**** Текст задания ****
Я знала, что Роберту важно бывать у “Макса”. Я не могла отказать ему в этом ежевечернем ритуале – ведь Роберт, со своей стороны, очень поддерживал меня в моей творческой работе. Микки Раскин разрешал нам часами сидеть за столиком, почти ничего не заказывая: мы только потягивали кофе и кока-колу. Иногда за весь вечер зал так и не оживал, люди не появлялись. Измотанные, мы брели домой пешком, и Роберт заявлял:
– Больше никогда не пойдем.
В другие вечера царила лихорадочная живость, точно в нехорошем берлинском кабаре 30-х годов, пульсирующем маниакальной энергией. Раздражительные актрисы затевали визгливые перепалки с оскорбленными трансвеститами. Казалось, все тут проходят кастинг у призрака – призрака Энди Уорхола. “Интересно, он ими хоть немножко интересуется?” – размышляла я.
**** Фрагменты данных ****
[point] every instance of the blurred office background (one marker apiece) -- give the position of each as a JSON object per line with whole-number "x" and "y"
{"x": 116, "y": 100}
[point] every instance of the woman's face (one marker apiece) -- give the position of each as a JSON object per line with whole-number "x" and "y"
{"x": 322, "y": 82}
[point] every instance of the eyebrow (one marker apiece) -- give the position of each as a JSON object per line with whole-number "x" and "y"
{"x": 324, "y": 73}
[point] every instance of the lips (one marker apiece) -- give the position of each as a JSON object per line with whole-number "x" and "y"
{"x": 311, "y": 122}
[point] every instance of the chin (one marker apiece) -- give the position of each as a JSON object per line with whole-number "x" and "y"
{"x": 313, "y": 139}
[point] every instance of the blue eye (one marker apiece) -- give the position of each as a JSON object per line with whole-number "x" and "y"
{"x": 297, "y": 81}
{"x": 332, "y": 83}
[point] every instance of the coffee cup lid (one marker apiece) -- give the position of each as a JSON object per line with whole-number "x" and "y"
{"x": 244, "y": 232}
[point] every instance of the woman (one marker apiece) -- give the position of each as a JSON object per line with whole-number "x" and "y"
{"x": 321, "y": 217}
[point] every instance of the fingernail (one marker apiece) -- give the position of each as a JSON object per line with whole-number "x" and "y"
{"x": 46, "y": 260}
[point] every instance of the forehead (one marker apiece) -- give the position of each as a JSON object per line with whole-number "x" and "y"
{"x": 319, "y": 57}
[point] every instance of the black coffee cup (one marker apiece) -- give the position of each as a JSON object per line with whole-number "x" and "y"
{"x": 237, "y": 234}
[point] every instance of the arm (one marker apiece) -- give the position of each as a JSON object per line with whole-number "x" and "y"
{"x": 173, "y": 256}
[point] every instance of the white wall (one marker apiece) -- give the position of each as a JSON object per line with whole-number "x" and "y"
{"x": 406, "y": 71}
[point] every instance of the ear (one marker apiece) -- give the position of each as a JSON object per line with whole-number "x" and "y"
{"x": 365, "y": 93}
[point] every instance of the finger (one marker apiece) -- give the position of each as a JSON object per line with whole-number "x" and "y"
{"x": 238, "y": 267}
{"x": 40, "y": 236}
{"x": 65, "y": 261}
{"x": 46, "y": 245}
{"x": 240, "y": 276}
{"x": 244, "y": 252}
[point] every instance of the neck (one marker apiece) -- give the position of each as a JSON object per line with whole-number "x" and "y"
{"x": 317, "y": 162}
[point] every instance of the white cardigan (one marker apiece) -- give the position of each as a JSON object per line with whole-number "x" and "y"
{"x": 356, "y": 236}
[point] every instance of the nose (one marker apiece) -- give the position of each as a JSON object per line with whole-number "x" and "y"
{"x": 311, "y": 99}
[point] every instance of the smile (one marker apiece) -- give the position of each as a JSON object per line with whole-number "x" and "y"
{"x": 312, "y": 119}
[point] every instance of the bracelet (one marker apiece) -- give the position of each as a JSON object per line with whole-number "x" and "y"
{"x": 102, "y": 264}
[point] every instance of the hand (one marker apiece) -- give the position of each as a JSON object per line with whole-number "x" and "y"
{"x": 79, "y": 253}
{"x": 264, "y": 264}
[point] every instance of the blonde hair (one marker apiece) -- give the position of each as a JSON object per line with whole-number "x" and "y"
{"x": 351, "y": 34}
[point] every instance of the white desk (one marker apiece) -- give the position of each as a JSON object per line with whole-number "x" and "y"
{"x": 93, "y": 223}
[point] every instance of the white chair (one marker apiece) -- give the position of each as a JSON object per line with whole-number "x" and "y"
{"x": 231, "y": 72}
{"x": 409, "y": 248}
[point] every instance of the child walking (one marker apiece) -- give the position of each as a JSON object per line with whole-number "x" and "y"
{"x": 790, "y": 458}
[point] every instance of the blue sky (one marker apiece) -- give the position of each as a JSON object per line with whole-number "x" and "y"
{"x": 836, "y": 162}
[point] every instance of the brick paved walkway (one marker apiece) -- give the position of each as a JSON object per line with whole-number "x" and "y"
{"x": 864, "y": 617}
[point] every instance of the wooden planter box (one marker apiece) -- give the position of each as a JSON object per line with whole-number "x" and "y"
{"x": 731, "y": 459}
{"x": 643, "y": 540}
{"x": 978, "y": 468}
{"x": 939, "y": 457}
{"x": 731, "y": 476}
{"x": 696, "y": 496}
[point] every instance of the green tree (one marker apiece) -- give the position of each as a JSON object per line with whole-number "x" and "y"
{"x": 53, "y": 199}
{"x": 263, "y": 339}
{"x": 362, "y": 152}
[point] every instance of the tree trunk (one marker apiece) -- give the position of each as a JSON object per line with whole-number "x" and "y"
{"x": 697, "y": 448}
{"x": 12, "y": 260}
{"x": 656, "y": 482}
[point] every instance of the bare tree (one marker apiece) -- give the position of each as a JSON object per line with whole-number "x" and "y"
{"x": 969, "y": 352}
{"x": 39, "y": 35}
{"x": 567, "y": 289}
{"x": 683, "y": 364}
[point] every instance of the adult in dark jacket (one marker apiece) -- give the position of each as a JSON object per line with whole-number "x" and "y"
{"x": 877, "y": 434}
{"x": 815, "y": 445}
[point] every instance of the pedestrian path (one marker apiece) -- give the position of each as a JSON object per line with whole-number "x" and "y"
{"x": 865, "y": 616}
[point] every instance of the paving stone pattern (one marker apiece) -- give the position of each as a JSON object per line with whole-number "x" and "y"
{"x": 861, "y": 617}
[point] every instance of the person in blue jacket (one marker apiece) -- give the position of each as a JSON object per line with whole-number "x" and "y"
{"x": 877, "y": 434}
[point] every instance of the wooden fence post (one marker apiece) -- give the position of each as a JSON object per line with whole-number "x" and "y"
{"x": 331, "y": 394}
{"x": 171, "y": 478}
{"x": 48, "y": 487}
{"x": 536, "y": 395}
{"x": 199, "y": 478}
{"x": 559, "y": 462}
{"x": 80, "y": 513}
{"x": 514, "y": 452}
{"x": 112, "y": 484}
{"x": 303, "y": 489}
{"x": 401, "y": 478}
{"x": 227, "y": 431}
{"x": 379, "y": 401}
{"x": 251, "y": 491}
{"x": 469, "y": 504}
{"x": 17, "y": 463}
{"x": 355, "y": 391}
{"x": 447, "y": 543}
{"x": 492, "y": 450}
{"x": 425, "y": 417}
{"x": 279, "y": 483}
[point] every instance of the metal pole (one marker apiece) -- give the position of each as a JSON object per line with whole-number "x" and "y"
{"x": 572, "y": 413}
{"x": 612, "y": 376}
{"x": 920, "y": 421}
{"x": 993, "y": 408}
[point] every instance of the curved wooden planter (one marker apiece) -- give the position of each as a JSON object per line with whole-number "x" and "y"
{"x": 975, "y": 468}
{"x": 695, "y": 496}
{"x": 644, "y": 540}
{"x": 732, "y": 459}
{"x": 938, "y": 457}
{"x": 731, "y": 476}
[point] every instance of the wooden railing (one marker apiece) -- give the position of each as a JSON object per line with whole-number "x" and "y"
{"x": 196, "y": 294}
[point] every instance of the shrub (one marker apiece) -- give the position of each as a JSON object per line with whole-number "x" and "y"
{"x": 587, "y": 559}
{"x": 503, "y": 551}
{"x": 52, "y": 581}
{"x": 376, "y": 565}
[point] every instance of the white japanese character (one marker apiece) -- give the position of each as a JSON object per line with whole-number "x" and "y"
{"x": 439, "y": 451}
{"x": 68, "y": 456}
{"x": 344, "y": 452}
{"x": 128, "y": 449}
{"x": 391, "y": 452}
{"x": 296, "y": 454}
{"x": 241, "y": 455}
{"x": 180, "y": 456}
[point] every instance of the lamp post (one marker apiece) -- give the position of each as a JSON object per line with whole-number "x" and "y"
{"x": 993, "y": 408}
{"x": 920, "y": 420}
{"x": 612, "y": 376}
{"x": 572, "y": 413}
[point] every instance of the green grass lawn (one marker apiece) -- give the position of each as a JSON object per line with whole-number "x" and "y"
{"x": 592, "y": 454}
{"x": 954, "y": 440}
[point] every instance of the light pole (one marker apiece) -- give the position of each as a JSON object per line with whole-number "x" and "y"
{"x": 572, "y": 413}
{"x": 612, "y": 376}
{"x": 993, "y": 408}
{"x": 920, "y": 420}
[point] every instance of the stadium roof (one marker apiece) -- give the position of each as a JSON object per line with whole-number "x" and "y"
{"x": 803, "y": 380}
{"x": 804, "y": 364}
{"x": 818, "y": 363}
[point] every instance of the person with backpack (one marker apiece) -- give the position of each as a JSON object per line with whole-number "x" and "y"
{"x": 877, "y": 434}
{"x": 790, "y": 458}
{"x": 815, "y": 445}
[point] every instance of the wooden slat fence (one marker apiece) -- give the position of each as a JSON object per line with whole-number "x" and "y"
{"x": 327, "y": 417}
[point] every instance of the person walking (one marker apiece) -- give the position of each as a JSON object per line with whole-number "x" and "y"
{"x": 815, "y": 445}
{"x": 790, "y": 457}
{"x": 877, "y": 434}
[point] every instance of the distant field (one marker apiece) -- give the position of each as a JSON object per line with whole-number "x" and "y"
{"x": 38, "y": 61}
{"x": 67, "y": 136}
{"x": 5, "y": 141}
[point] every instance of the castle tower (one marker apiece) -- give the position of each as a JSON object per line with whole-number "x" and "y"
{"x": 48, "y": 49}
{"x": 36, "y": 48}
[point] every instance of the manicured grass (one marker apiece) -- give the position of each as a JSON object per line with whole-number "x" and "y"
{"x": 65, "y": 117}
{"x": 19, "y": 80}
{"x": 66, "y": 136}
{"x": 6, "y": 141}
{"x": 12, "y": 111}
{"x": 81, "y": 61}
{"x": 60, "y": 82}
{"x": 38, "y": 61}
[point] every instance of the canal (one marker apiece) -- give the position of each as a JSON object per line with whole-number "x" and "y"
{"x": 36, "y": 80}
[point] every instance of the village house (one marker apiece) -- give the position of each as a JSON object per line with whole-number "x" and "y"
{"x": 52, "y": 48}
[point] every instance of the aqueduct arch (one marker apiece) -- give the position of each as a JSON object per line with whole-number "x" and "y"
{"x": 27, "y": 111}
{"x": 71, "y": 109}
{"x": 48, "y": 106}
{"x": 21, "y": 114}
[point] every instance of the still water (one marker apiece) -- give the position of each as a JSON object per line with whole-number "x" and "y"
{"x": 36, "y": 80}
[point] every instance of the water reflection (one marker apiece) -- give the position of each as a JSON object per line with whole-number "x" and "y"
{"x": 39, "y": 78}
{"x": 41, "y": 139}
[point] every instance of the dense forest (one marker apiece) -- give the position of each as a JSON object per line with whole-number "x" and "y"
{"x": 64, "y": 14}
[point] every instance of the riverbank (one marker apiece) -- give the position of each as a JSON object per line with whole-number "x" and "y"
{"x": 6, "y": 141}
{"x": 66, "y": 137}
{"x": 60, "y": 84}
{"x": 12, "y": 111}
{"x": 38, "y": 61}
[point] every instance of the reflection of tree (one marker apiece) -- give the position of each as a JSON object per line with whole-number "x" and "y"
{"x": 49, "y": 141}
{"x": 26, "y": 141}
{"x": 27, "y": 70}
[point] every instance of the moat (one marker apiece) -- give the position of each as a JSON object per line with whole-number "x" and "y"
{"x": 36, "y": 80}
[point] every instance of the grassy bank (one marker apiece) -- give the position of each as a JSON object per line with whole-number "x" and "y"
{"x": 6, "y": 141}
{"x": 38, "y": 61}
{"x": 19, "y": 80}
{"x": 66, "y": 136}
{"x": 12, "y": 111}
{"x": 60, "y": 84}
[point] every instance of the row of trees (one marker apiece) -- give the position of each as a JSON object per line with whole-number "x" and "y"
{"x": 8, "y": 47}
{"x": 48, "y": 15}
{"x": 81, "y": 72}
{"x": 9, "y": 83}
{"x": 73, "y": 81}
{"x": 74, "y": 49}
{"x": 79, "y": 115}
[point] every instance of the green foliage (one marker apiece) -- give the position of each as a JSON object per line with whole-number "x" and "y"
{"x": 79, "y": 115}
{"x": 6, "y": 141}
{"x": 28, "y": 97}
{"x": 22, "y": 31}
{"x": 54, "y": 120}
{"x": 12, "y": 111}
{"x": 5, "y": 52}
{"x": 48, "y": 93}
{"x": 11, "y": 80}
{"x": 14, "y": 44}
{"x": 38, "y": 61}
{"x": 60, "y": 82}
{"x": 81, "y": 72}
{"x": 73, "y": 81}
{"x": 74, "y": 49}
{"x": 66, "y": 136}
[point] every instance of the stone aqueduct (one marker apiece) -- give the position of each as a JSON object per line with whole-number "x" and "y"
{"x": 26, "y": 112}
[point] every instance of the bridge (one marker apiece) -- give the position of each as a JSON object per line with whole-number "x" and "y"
****
* _Описание задания_
Продолжите отрывок о вечерах у «Макса», начав сразу после его последнего предложения.

* _Поле ответа_
В один из таких вечеров к нам подошел Дэнни Филдс[76] и пригласил за круглый стол. Этот незамысловатый жест означал, что нас берут на испытательный срок. Для Роберта это была знаменательная перемена. Роберт повел себя красиво – спокойно кивнул и повел меня к круглому столу. Ничем не выдал, что мечтал об этом моменте. Я всегда была признательна Дэнни за его участие в нашей судьбе.
За круглым столом Роберт почувствовал себя раскованно: наконец-то он оказался там, где хотел. А мне стало не очень-то уютно – какое там. Девушки были красивые, но недобрые – наверно, потому, что ими интересовалось лишь меньшинство присутствующих мужчин. Я чувствовала: меня здесь просто терпят, зато Роберта находят привлекательным. Он был объектом их страсти, а их круг избранных – его кругом. Казалось, тут Роберта хотели все: и женщины и мужчины. Но в те времена Робертом двигали амбиции, а не половое влечение.
Роберт ликовал, что преодолел мелкое и одновременно колоссальное препятствие – попал за круглый стол. Но я предчувствовала, что круглый стол даже в его звездный час обречен на гибель. Так уж заведено: Энди разогнал своих рыцарей круглого стола, их место заняли мы, а затем, несомненно, и нас вытеснит следующее поколение тусовщиков. Свое предчувствие я держала при себе.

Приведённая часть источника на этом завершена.